INPUT DATA:

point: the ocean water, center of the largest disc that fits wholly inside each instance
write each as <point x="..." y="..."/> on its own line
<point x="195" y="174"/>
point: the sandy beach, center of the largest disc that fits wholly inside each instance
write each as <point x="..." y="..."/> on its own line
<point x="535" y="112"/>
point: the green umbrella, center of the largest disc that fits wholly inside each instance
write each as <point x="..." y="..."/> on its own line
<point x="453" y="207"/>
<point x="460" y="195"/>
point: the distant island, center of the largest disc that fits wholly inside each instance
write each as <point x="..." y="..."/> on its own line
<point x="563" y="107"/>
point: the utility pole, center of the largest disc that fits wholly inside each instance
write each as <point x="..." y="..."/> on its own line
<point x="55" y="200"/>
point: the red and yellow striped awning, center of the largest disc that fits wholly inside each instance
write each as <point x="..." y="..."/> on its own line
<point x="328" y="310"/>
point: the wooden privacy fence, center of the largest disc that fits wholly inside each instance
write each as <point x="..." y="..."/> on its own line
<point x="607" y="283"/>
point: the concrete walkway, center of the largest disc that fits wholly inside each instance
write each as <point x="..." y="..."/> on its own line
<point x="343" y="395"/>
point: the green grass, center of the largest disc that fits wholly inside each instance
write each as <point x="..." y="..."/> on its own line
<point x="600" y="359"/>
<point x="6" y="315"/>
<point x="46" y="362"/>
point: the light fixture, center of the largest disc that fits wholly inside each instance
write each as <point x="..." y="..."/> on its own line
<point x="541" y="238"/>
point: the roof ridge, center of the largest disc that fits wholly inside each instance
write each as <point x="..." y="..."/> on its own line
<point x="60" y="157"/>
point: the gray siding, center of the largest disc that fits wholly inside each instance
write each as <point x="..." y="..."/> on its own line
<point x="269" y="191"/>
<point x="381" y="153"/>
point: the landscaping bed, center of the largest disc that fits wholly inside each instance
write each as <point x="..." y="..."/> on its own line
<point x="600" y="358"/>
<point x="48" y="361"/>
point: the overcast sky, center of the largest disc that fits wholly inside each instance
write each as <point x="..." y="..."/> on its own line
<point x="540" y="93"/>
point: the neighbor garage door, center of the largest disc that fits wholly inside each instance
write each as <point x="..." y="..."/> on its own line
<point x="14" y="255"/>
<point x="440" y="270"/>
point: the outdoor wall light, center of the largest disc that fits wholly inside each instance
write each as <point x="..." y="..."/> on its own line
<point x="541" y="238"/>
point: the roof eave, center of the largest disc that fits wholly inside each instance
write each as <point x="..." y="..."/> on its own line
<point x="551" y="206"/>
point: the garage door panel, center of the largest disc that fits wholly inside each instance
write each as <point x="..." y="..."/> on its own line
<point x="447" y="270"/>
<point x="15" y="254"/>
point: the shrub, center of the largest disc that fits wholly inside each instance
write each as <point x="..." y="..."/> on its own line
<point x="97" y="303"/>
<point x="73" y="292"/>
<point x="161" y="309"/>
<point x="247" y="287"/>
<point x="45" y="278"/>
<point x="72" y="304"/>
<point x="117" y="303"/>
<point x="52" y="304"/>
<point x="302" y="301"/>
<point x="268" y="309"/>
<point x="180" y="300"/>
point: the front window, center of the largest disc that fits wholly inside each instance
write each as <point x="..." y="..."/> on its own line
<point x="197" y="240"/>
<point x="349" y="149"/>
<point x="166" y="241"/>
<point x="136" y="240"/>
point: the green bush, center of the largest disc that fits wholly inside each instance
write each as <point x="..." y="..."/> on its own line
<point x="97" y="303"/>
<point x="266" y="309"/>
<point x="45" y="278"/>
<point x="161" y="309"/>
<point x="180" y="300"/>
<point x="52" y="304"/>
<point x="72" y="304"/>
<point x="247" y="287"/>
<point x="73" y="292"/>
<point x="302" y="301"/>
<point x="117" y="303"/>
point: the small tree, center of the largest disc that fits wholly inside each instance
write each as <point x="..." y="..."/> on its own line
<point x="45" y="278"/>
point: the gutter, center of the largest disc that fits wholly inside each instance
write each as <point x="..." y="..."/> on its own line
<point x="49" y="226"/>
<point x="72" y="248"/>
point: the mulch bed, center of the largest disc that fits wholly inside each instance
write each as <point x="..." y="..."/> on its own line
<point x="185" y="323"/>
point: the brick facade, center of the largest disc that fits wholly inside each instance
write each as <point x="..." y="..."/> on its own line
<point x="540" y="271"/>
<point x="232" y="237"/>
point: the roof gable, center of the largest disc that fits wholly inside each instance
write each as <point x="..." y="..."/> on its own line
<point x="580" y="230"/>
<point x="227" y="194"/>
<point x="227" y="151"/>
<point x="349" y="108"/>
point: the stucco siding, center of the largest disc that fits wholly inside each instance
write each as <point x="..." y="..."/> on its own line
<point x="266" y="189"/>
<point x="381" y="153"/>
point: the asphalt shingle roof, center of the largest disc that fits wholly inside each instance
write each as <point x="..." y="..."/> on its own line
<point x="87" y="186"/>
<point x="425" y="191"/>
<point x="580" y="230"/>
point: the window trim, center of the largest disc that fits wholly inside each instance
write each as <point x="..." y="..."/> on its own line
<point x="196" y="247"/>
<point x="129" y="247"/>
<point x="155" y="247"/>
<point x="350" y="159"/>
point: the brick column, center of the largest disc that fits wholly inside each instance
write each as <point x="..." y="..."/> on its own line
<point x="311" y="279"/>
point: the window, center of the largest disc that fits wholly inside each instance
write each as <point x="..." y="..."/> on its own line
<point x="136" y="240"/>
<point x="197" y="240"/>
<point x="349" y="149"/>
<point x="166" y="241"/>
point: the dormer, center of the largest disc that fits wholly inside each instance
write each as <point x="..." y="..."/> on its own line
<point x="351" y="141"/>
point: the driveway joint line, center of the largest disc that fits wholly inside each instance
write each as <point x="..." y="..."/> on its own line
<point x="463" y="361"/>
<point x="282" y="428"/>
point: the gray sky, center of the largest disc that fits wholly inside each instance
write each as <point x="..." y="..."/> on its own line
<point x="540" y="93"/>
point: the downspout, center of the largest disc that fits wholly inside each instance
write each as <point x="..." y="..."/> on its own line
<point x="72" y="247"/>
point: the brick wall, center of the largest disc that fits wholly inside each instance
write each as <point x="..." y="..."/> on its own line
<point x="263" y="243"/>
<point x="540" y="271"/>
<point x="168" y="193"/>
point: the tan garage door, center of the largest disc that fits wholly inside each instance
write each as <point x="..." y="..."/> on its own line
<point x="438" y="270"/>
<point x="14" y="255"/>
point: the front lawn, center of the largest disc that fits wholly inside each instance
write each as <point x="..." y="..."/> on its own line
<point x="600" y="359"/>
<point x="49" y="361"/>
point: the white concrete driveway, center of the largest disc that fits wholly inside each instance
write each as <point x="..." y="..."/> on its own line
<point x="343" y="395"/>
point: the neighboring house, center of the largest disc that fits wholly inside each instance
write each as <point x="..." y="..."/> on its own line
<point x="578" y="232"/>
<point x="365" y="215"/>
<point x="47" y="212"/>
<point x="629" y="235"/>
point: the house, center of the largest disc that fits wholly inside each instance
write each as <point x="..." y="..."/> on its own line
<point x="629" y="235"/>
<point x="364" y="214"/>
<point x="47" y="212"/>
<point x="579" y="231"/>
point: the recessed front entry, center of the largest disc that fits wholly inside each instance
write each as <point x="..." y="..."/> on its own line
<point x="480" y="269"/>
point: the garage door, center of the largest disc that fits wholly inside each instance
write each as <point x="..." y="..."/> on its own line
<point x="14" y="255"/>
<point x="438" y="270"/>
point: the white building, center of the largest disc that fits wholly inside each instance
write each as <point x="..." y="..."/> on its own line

GOAL OF THE EXERCISE: Count, in the records above, the lines that include "light", and give the number with nothing added.

RESULT OF THE EXERCISE: 2